Copy every line of the items below word for word, leaving the pictures out of your answer.
/---
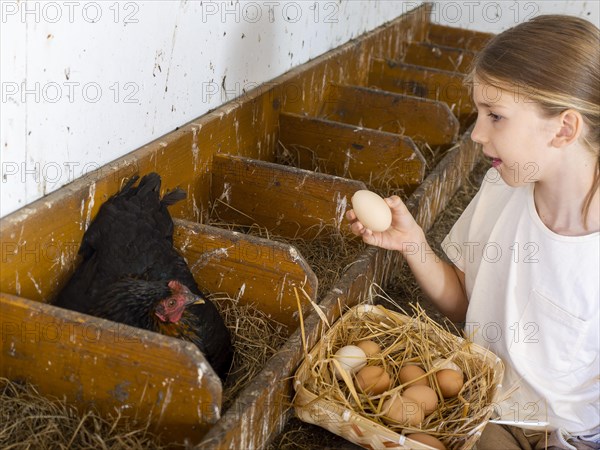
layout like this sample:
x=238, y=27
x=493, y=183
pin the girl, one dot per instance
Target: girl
x=525, y=253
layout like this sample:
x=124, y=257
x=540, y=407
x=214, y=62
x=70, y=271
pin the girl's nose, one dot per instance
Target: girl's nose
x=477, y=135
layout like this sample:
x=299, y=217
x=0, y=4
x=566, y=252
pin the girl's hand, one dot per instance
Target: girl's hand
x=403, y=230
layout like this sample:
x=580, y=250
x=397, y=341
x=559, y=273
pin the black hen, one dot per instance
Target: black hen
x=130, y=273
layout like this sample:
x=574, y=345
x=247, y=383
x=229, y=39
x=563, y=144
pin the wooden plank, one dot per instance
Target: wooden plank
x=456, y=37
x=95, y=362
x=441, y=85
x=39, y=242
x=252, y=269
x=422, y=120
x=385, y=162
x=288, y=201
x=437, y=56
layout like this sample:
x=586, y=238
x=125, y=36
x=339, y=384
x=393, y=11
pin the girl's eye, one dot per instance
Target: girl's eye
x=495, y=117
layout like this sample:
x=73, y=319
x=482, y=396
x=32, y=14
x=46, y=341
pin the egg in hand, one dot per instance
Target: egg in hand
x=371, y=210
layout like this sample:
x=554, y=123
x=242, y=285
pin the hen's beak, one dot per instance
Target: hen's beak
x=193, y=299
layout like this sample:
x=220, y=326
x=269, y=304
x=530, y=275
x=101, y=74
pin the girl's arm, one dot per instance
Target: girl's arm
x=442, y=283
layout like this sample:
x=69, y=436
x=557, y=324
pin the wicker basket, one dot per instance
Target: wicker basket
x=322, y=400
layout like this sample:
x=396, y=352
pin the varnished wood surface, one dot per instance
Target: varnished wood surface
x=95, y=362
x=286, y=200
x=437, y=56
x=384, y=161
x=435, y=84
x=39, y=244
x=250, y=269
x=456, y=37
x=423, y=120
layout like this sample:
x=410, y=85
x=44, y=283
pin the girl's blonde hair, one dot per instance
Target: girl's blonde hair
\---
RESULT BELOW:
layout like this sample:
x=238, y=27
x=493, y=183
pin the girl, one dot per instance
Target: girl
x=525, y=253
layout like this sample:
x=124, y=257
x=540, y=407
x=214, y=62
x=70, y=271
pin the girl's nose, one dot per instance
Target: girl's nose
x=477, y=135
layout like this sample:
x=299, y=217
x=0, y=4
x=566, y=252
pin the girl's hand, one dot per instance
Target: girl's hand
x=403, y=230
layout like this sample:
x=580, y=250
x=397, y=341
x=559, y=273
pin the black hen, one dot per instance
Target: black hen
x=130, y=273
layout like this sample:
x=574, y=345
x=247, y=383
x=229, y=39
x=563, y=144
pin the wooden plank, one dot per instance
Target: wooden plank
x=456, y=37
x=95, y=362
x=441, y=85
x=39, y=242
x=252, y=269
x=422, y=120
x=385, y=162
x=288, y=201
x=437, y=56
layout like this sample:
x=586, y=238
x=125, y=36
x=339, y=384
x=393, y=11
pin the girl's eye, one dot per instance
Target: girl's eye
x=495, y=117
layout like this sample:
x=73, y=319
x=482, y=396
x=32, y=14
x=46, y=341
pin the egg in hand, one dot per instance
Target: egg in hand
x=371, y=210
layout like this sample:
x=554, y=123
x=242, y=285
pin the hen's beak, one dot per instance
Target: hen's beak
x=193, y=299
layout like this sample:
x=220, y=326
x=269, y=304
x=530, y=275
x=101, y=74
pin the girl's arm, one dot per instance
Target: girl's arm
x=442, y=283
layout like this sample:
x=69, y=436
x=557, y=324
pin the wicker basket, one dot per instance
Target: wicker basket
x=322, y=400
layout like this sample:
x=396, y=352
pin the varnished wood surface, one dot per instance
Target: varnished wood surface
x=95, y=362
x=286, y=200
x=437, y=56
x=384, y=161
x=435, y=84
x=39, y=244
x=250, y=269
x=456, y=37
x=423, y=120
layout like this sample:
x=410, y=85
x=44, y=283
pin the girl's blonde hair, one dot per instance
Target: girl's blonde hair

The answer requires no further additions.